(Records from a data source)
----------

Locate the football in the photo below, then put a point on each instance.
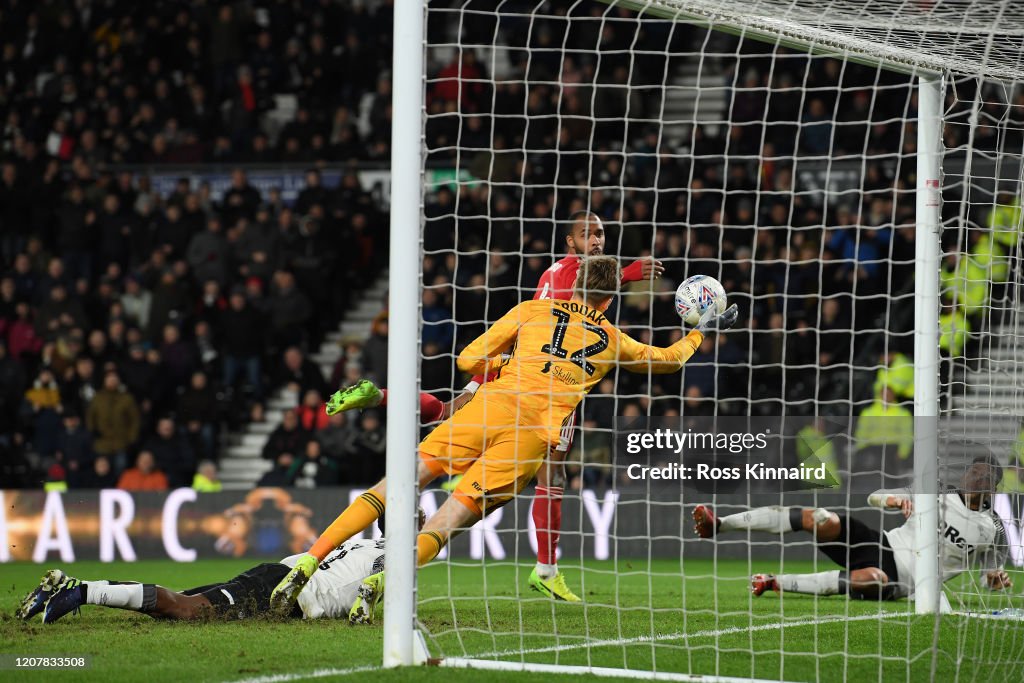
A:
(695, 294)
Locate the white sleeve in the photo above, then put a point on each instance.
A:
(995, 555)
(879, 498)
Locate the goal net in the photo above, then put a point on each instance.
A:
(775, 146)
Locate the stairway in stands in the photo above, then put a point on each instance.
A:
(241, 453)
(988, 407)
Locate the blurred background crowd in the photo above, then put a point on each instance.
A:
(136, 326)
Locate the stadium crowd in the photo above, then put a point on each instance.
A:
(137, 325)
(134, 326)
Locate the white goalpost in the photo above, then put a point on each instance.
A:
(796, 151)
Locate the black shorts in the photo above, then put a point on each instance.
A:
(859, 547)
(248, 594)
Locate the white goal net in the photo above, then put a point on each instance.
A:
(773, 145)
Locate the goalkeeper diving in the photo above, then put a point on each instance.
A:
(879, 563)
(560, 349)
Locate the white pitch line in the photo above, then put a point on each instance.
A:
(713, 633)
(681, 635)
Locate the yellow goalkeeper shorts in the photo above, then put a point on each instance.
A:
(495, 456)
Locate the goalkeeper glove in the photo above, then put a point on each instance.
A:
(288, 590)
(712, 322)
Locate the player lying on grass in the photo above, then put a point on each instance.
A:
(881, 564)
(501, 438)
(585, 237)
(331, 593)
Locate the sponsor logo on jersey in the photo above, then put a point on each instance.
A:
(952, 535)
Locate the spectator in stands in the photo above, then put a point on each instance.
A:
(367, 462)
(208, 252)
(315, 468)
(144, 475)
(336, 439)
(289, 310)
(298, 374)
(42, 411)
(11, 393)
(374, 356)
(283, 472)
(136, 302)
(99, 475)
(114, 420)
(198, 412)
(172, 452)
(179, 358)
(289, 438)
(312, 417)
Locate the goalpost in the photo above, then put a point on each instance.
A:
(487, 98)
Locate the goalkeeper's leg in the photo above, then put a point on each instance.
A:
(548, 519)
(846, 541)
(862, 583)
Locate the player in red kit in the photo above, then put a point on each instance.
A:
(584, 237)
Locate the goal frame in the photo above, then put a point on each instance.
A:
(400, 639)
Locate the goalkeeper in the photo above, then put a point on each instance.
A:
(499, 440)
(331, 593)
(585, 237)
(881, 564)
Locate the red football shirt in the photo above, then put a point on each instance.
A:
(558, 281)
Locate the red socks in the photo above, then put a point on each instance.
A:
(548, 519)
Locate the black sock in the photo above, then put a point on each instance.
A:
(844, 583)
(797, 518)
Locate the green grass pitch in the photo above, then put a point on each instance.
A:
(704, 624)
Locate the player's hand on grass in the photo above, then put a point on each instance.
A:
(713, 322)
(650, 268)
(998, 580)
(904, 505)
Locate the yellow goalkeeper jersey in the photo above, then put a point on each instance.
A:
(559, 351)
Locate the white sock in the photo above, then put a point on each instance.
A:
(774, 519)
(546, 570)
(822, 583)
(125, 596)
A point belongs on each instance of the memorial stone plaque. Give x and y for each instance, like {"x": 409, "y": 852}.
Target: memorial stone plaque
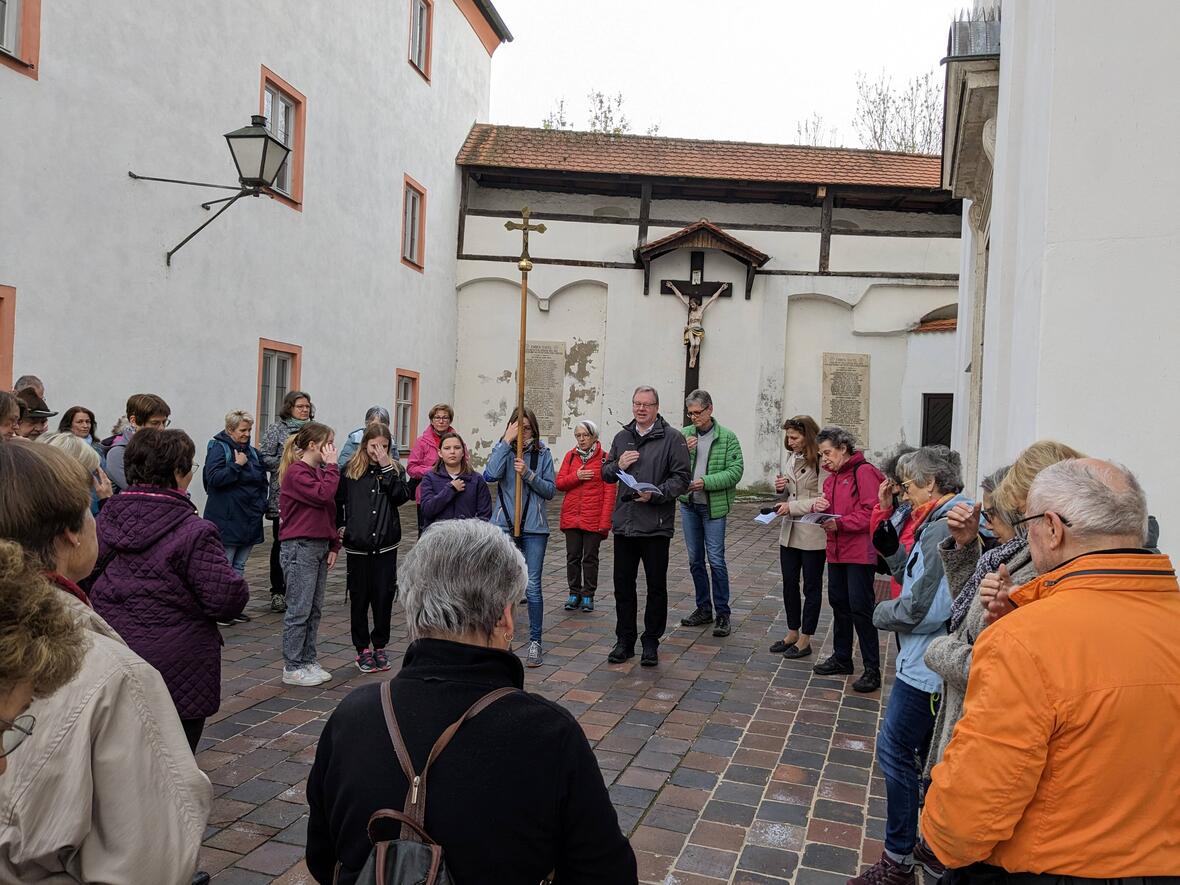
{"x": 845, "y": 393}
{"x": 544, "y": 381}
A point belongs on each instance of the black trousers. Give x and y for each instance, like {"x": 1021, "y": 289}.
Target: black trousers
{"x": 810, "y": 563}
{"x": 629, "y": 552}
{"x": 372, "y": 585}
{"x": 192, "y": 732}
{"x": 988, "y": 874}
{"x": 582, "y": 561}
{"x": 850, "y": 592}
{"x": 277, "y": 582}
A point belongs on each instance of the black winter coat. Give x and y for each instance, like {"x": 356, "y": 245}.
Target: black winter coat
{"x": 367, "y": 507}
{"x": 516, "y": 794}
{"x": 663, "y": 463}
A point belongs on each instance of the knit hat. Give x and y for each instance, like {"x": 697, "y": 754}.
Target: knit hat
{"x": 34, "y": 406}
{"x": 378, "y": 412}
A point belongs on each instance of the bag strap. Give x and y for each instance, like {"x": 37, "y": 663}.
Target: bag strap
{"x": 415, "y": 795}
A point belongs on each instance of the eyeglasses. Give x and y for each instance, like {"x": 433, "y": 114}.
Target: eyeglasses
{"x": 1037, "y": 516}
{"x": 14, "y": 733}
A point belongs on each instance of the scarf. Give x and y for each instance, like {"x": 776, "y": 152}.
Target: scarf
{"x": 989, "y": 562}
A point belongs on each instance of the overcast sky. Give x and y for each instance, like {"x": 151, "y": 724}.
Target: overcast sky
{"x": 745, "y": 70}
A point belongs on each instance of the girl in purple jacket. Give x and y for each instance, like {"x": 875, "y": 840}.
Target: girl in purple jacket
{"x": 308, "y": 478}
{"x": 453, "y": 490}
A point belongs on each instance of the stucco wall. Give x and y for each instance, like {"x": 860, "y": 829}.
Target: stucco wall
{"x": 151, "y": 87}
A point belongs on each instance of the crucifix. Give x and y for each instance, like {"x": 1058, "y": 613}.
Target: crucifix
{"x": 697, "y": 296}
{"x": 525, "y": 266}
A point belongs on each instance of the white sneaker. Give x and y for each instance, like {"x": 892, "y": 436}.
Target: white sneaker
{"x": 300, "y": 676}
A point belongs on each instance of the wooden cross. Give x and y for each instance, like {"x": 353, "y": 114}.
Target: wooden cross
{"x": 524, "y": 227}
{"x": 694, "y": 288}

----------

WORK TO DO
Copy every record above exactly, leaving out any pictures.

RESULT OF THE EXERCISE
Locate the football in the photo below, then put a point on each instance.
A:
(695, 294)
Locate the white sleeve in the photo above, then put a point on each instance.
A:
(995, 555)
(879, 498)
Locate the goal net in the photo above, then put a point on each instance.
A:
(775, 146)
Locate the stairway in stands in the photo above, then put a point on each instance.
A:
(241, 453)
(988, 407)
Locate the blurred background crowd in the photo above, then put a point on each instance.
A:
(136, 326)
Locate the stadium crowd in the photo above, then put a point on each instance.
A:
(137, 325)
(134, 326)
Locate the white goalpost in the photo above, then put a point on each instance.
A:
(796, 151)
Locate the black shorts in the photo above, then put a point on each instance.
A:
(859, 547)
(248, 594)
Locate the white goal net in the photo above, then put a point on each instance.
A:
(773, 145)
Locate the goalkeeper diving in the photo above, then put a point on each instance.
A:
(879, 563)
(560, 349)
Locate the white pitch line in the photo above, then put a point on each instance.
A:
(713, 633)
(681, 635)
Locate the yellow goalkeeper shorts in the photo above, then put a point on each instance.
A:
(495, 456)
Locate the goalkeeper glove in the photo above, then put a point on each instance.
A:
(288, 590)
(712, 322)
Locate the player lying on grass in the photo above, then put a point on each instance.
A:
(881, 564)
(501, 438)
(585, 237)
(331, 593)
Locate the sponsor logo on jersey in the photo above, then put a point on each instance.
A:
(952, 535)
Locate the spectator in stands in the photo above, then put a point on each instance.
A:
(367, 462)
(208, 252)
(315, 468)
(144, 475)
(336, 439)
(289, 310)
(298, 374)
(42, 411)
(11, 393)
(374, 356)
(283, 472)
(136, 302)
(99, 475)
(114, 420)
(198, 412)
(172, 452)
(179, 358)
(289, 438)
(312, 417)
Locate the goalpost in the photo above, then put a point on each instance.
A:
(487, 98)
Locate the goalkeeper's leg in the photo above, then put a point on each instance.
A:
(548, 519)
(846, 541)
(862, 583)
Locate the player in red kit in the photo above, then put a point on each instance.
A:
(584, 237)
Locate the goal frame in the photo above, then put a point on each instance.
A:
(400, 639)
Locate the goalkeeper in the photo above, then put a point on each instance.
A:
(499, 440)
(331, 593)
(585, 237)
(881, 564)
Locate the red football shirt in the photo above, then put a point on each instance.
A:
(558, 281)
Locate the red socks in the photo above, then put a point on each instance.
A:
(548, 519)
Locate the black sock in the photo above, then put a point on each instance.
A:
(844, 583)
(797, 518)
Locate the green grass pitch in the photo above, then put a point on each instance.
A:
(704, 624)
Locate the player's hand on grass in the photo above, then put a point on each instance.
A:
(713, 322)
(650, 268)
(998, 580)
(904, 505)
Locate the yellow goalkeeper jersey in the photo above, then put a point on each instance.
A:
(559, 351)
Locate the white sock in the photo above, then put a point on each instance.
A:
(774, 519)
(546, 570)
(822, 583)
(125, 596)
A point belongs on each instance of the memorial stone plaque. Give x and y for each instance, like {"x": 409, "y": 852}.
Target: memorial stone plaque
{"x": 845, "y": 393}
{"x": 544, "y": 381}
A point belongs on each instance of the black trousers. Give x and y for each instance, like {"x": 1021, "y": 289}.
Target: black trousers
{"x": 810, "y": 563}
{"x": 629, "y": 552}
{"x": 372, "y": 585}
{"x": 192, "y": 732}
{"x": 988, "y": 874}
{"x": 582, "y": 561}
{"x": 850, "y": 592}
{"x": 277, "y": 582}
A point belongs on each instance of the black winter coat. Give x and y for each instance, like {"x": 356, "y": 245}.
Target: black winter coat
{"x": 367, "y": 507}
{"x": 516, "y": 794}
{"x": 663, "y": 463}
A point belongs on each instance of the knit hat. Give x and y for each instance, like {"x": 697, "y": 754}.
Target: knit hat
{"x": 34, "y": 406}
{"x": 378, "y": 412}
A point belongs on each instance of the bag strap. Give x and y for each instance, like {"x": 37, "y": 663}.
Target: bag strap
{"x": 415, "y": 795}
A point belongs on each instance of the eyeglasses. Give x and y for each instance, like {"x": 433, "y": 114}.
Target: eyeglasses
{"x": 1037, "y": 516}
{"x": 14, "y": 733}
A point belongs on each instance of the scarf. Give x and y for each instance, like {"x": 776, "y": 152}.
Target: scarf
{"x": 989, "y": 562}
A point belongs on each instance of the overcast sky. Give x and y for each instance, like {"x": 151, "y": 724}.
Target: overcast sky
{"x": 745, "y": 70}
A point belongs on each instance of the girl in purple jacket. Give x and y for each instance, like {"x": 875, "y": 840}.
Target: girl in purple jacket
{"x": 308, "y": 478}
{"x": 453, "y": 490}
A point belongs on each instance of the stucco wall. Give x and y for each instance, like {"x": 860, "y": 829}.
Target: stucco wall
{"x": 151, "y": 87}
A point belongs on each instance of the crucifix. Give x and y for each instance, like {"x": 1058, "y": 613}.
Target: crucifix
{"x": 697, "y": 296}
{"x": 525, "y": 266}
A point belongs on each instance of the white sneaker. Give x and y for each instance, like {"x": 892, "y": 436}.
Target: white sneaker
{"x": 300, "y": 676}
A point belongs on each instance of the wooden cross. Give x and y for each instance, like {"x": 353, "y": 114}.
Target: wooden cross
{"x": 524, "y": 227}
{"x": 694, "y": 288}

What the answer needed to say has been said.